Fragmento proporcionado:

Es así que el feminismo de la diferencia replantea el problema de la construcción de subjetividades a partir de la consideración de los hombres y de las mujeres como grupos social e históricamente constituidos, y privilegia el aspecto político de la subjetividad. Según Françoise Collin, el sujeto es quien tiene derecho de participar en el mundo (tanto público como privado) mediante sus acciones y sus palabras; según Rosi Braidotti, la subjetividad es un conjunto de formas materiales y discursivas de autoridad para ejercer ciertas prácticas en una situación social determinada.
Para Teresa de Lauretis la subjetividad se construye en la interacción semiótica entre la realidad exterior al sujeto y su realidad interior, en los procesos significantes y valorativos por los cuales el sujeto asigna importancia a los acontecimientos de su mundo. Ella llama experiencia a tal interacción semiótica, y señala que "si es esa experiencia, ese complejo de hábitos, disposiciones, asociaciones y percepciones, lo que engendra a una como femenina, entonces eso es lo que debe analizar, comprender, articular la teoría feminista” (289), para dar luego lugar a una praxis política transformadora.
En este contexto, las diversas prácticas de dominación se entienden como manifestaciones empíricas de la operación del binomio igualdad y diferencia sobre las relaciones sociales.
Al aplicar estas nociones de subjetividad y diferencia a la praxis política, surge para los feminismos un nuevo dilema: ¿Cómo construir a las mujeres como sujetos políticos, sujetos de derechos, sin homogeneizar otra vez sus diferencias en la constitución de la identidad colectiva necesaria para fundar la agencia política? ¿Cómo fundar la representatividad política del sujeto mujer sin caer en las trampas de la igualdad? Para escapar a estos nuevos reduccionismos, Françoise Collin propone recurrir a la interpelación del otro en el diálogo: si la dominación falogocéntrica se basaba en hablar al otro, en asignarle una definición y un lugar, en convertirlo en un sujeto alienado, privado de autodeterminación; la política feminista deberá basarse en la interlocución, en dialogar con el otro, en negociar constantemente las respectivas definiciones y lugares de los interlocutores, en construir sujetos interlocuados, cuyo derecho de autodeterminación no se basa en la alienación del otro sino en el respeto de su alteridad. De este modo la política no será la tiranía de la igualdad sino el ejercicio de la diferencia en igualdad de derechos.

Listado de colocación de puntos
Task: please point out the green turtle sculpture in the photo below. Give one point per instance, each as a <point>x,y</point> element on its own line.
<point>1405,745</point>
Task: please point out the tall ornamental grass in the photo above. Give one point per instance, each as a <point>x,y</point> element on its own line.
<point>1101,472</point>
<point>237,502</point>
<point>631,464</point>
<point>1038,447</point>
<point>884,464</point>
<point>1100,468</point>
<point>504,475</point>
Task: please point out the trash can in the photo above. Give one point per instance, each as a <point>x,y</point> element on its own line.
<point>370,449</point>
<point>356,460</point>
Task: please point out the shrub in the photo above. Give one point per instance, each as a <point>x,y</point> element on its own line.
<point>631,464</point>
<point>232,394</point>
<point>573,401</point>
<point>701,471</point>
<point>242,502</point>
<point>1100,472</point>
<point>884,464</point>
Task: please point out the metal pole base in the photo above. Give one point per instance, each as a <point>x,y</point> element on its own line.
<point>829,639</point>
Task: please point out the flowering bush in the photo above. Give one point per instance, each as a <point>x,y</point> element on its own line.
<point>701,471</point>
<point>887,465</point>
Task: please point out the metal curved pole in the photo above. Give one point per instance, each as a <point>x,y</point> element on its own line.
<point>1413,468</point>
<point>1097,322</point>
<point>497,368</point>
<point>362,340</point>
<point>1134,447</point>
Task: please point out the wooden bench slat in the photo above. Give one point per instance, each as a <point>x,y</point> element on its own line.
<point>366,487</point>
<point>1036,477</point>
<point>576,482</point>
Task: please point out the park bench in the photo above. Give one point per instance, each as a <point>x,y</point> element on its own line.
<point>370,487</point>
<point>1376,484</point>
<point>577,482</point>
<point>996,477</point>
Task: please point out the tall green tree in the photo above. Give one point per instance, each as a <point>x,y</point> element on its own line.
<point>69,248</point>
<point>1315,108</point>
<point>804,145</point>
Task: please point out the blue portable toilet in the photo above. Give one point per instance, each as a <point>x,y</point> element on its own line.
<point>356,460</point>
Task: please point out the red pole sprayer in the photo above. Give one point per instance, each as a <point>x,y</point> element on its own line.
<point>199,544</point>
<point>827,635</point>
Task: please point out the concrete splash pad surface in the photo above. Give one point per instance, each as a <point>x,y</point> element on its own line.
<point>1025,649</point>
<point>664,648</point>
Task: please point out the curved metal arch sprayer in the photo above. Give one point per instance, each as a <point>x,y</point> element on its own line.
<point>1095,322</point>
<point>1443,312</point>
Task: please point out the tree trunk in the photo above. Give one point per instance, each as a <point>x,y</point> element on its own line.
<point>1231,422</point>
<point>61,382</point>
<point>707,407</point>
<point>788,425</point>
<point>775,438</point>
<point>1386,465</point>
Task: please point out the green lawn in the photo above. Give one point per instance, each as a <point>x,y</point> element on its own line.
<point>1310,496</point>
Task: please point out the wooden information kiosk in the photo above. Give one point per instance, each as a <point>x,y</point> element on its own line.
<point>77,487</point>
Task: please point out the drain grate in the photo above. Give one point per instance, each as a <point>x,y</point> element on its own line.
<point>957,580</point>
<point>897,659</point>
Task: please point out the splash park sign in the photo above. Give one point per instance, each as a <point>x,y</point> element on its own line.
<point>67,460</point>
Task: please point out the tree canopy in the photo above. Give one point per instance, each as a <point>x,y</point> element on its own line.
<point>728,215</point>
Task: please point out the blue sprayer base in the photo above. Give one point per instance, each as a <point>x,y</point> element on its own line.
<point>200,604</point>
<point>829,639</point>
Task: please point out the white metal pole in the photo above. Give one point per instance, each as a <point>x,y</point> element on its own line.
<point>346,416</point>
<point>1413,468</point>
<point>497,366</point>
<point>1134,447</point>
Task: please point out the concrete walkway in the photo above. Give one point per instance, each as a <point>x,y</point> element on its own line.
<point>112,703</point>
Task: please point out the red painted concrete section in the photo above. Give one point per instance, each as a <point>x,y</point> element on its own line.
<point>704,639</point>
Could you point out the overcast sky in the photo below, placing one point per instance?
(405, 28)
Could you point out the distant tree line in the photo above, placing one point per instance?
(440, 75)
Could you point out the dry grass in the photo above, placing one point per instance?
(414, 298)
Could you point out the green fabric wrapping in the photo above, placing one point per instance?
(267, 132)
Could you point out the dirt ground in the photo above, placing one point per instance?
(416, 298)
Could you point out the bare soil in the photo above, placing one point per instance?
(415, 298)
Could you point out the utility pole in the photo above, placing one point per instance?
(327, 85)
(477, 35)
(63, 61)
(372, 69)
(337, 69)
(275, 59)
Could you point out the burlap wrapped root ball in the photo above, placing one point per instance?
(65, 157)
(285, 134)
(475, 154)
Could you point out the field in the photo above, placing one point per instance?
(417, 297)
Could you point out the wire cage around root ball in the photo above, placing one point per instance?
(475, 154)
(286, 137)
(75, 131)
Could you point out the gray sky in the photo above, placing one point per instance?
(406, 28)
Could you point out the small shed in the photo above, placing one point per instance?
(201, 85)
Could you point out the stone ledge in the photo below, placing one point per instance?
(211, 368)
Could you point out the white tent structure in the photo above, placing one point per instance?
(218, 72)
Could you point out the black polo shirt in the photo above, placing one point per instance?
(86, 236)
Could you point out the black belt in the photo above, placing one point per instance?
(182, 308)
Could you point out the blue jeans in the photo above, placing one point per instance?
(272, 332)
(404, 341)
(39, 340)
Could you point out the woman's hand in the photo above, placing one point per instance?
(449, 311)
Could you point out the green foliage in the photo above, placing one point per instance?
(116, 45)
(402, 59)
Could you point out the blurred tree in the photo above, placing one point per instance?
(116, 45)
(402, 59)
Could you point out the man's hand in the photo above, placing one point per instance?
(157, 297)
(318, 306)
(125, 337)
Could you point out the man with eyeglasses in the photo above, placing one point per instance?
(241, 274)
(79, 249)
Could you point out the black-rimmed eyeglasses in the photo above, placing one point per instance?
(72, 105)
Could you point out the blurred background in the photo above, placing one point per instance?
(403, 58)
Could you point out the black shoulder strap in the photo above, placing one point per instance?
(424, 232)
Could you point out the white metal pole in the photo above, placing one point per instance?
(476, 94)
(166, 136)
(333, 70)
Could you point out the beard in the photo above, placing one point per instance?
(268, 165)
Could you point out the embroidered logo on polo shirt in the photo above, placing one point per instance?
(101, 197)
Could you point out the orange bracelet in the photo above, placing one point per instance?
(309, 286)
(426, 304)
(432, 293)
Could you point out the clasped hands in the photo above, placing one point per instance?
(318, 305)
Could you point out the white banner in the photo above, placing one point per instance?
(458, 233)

Qué hacer:
[1] Responde a estas preguntas sobre el fragmento acerca del feminismo de la diferencia:
(a) Según Françoise Collin, ¿quién es el sujeto?
(b) ¿Qué nombre da Teresa de Lauretis a la interacción semiótica entre la realidad exterior al sujeto y su realidad interior?
(c) ¿En qué se basaba la dominación falogocéntrica?
[2] Reproduce textualmente las líneas del listado que van desde la que contiene "Could you point out the clasped" hasta el final del listado, ambos extremos incluidos.
El listado no guarda ninguna relación con el fragmento.

Resultados por tarea:
[1]
(a) Quien tiene derecho de participar en el mundo (tanto público como privado) mediante sus acciones y sus palabras.
(b) Experiencia.
(c) En hablar al otro, en asignarle una definición y un lugar, en convertirlo en un sujeto alienado, privado de autodeterminación.

[2]
Could you point out the clasped hands in the photo above, placing one point per instance?
(318, 305)
Could you point out the white banner in the photo above, placing one point per instance?
(458, 233)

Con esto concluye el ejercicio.